## TEXTE CITÉ
Les marchés actions connaissent actuellement une vague de prudence (-8,7% depuis fin mai dont -6% depuis le 28 septembre).

Les sources de fragilisation des actions européennes depuis l’été sont connues :

- Exposition aux pays émergents ;

- Situation en Turquie (via l’exposition des banques) ;

- Sensibilité au commerce mondial, donc à la guerre commerciale et au ralentissement en Chine

- Craintes italiennes

- Craintes quant à une remontée rapide des rendements souverains, notamment américains

Sur ces différents points, nous considérons que le stress particulier sur les émergents en difficulté (Argentine, Venezuela, Afrique du Sud) sont bien identifiés, et la Turquie a réagi via sa banque centrale en relevant massivement ses taux directeurs. Nous voyons même dans une éventuelle victoire de M. Bolsonaro au Brésil, mis à part sa sensibilité d’extrême droite, une source de satisfaction. Son programme libéral permettrait de faire remonter les anticipations de croissance potentielle et de régler une partie des problèmes structurels qui freinent le développement du pays.

Au final, pour les marchés actions, l’histoire reste inchangée, le sentiment étant partagé entre des résultats d’entreprises qui vont être en soutien, une croissance mondiale qui reste sur un rythme soutenu mais dont un ralentissement est anticipé dans les prochains trimestres, une certaine réserve face à l’imprévisibilité de Trump, une rentrée politique automnale chargée (budget italien et élections de Mid-Term américaines) et les questions autour de la Fed.

Nous maintenons un scénario de remontée graduelle des rendements américains, l’hypothèque d’une pénalisation des marchés actions en cas de fortes tensions sur les taux devrait être levée. Nous n’attendons pas non plus de nouvelle réduction des multiples après le derating observé depuis le début de l’année. L’Italie restera une source d’incertitudes mais nous pensons que les marchés, sur les niveaux actuels, intègrent les effets potentiels négatifs liés à la guerre commerciale (impacts négatifs sur les BPA).

## OBJECTIFS
1 > Recopiez tout le passage du commentaire sur les marchés actions, depuis « Au final, pour » jusqu'à « autour de la Fed. ».
2 > Répondez aux questions suivantes d'après le commentaire sur les marchés actions.
(a) De combien les marchés actions ont-ils baissé depuis le 28 septembre ?
(b) De quelle manière la Turquie a-t-elle réagi ?
(c) Quels deux éléments sont cités pour la rentrée politique automnale chargée ?

## ENTRÉES EXTRAITES
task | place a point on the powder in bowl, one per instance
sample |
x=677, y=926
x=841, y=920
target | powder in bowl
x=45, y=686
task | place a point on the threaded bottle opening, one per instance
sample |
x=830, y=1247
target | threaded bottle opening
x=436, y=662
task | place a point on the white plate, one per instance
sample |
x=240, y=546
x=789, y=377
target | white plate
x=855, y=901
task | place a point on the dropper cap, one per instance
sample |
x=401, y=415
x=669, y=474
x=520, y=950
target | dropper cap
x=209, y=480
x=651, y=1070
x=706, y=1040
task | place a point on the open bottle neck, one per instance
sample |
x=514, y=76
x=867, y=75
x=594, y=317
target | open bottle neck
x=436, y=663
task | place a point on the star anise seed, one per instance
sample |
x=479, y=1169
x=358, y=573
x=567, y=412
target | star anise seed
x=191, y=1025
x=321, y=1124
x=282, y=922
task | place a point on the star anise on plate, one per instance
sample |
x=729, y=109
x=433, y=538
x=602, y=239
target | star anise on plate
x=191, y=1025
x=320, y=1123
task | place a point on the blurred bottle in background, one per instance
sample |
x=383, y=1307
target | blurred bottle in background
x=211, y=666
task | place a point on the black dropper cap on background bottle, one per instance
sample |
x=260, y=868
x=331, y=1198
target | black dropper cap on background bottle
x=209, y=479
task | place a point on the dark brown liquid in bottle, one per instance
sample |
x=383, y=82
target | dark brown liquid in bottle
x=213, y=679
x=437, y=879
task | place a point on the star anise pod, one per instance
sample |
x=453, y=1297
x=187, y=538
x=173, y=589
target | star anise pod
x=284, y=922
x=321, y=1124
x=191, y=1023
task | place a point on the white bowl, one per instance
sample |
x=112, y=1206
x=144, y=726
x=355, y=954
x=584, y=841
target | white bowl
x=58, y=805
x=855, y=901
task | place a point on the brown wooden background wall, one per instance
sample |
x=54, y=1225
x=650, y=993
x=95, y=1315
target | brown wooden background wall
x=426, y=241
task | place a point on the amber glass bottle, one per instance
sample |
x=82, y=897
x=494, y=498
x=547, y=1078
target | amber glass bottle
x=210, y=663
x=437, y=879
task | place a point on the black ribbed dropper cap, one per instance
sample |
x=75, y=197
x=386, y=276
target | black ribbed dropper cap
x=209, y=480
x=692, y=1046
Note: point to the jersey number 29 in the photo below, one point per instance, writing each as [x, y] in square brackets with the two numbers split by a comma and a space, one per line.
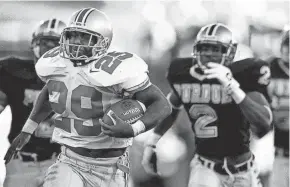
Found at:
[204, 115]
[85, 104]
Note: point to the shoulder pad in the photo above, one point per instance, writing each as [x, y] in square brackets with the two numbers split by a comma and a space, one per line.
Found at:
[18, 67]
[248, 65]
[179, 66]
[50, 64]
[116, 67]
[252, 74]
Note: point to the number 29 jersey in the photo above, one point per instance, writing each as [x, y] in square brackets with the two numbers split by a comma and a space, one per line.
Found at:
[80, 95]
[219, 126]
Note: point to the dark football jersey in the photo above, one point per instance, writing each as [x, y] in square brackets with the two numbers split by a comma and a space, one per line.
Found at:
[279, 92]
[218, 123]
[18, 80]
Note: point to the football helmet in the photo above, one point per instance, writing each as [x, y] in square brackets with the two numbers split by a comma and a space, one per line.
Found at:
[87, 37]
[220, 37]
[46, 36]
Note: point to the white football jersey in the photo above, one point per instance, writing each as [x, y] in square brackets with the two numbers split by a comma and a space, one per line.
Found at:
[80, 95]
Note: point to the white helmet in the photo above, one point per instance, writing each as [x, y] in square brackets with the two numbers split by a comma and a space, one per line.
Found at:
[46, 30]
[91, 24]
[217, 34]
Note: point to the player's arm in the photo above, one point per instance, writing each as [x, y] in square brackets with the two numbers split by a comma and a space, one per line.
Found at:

## RÉPONSES PAR CONSIGNE
1 >
Au final, pour les marchés actions, l’histoire reste inchangée, le sentiment étant partagé entre des résultats d’entreprises qui vont être en soutien, une croissance mondiale qui reste sur un rythme soutenu mais dont un ralentissement est anticipé dans les prochains trimestres, une certaine réserve face à l’imprévisibilité de Trump, une rentrée politique automnale chargée (budget italien et élections de Mid-Term américaines) et les questions autour de la Fed.

2 >
(a) Ils ont baissé de 6 %.
(b) Elle a réagi par l'intermédiaire de sa banque centrale, qui a relevé massivement ses taux directeurs.
(c) Le budget italien et les élections de Mid-Term américaines.